> Exercise directions
Below are records; repeat them all exactly.

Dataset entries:

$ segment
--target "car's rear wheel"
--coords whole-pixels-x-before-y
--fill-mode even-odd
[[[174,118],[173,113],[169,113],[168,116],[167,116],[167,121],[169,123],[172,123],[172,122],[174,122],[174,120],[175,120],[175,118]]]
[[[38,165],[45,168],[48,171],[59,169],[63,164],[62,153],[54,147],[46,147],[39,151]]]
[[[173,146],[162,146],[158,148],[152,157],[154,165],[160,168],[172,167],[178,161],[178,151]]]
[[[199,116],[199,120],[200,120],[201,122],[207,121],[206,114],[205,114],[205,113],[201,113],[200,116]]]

> Exercise answer
$ segment
--target "car's rear wheel"
--coords whole-pixels-x-before-y
--fill-mode even-odd
[[[174,118],[173,113],[169,113],[168,116],[167,116],[167,121],[169,123],[172,123],[172,122],[174,122],[174,120],[175,120],[175,118]]]
[[[38,165],[45,168],[48,171],[59,169],[63,164],[62,153],[54,147],[46,147],[39,151]]]
[[[173,146],[162,146],[158,148],[152,157],[154,165],[160,168],[172,167],[178,161],[178,151]]]
[[[199,116],[199,120],[200,120],[201,122],[207,121],[206,114],[205,114],[205,113],[201,113],[200,116]]]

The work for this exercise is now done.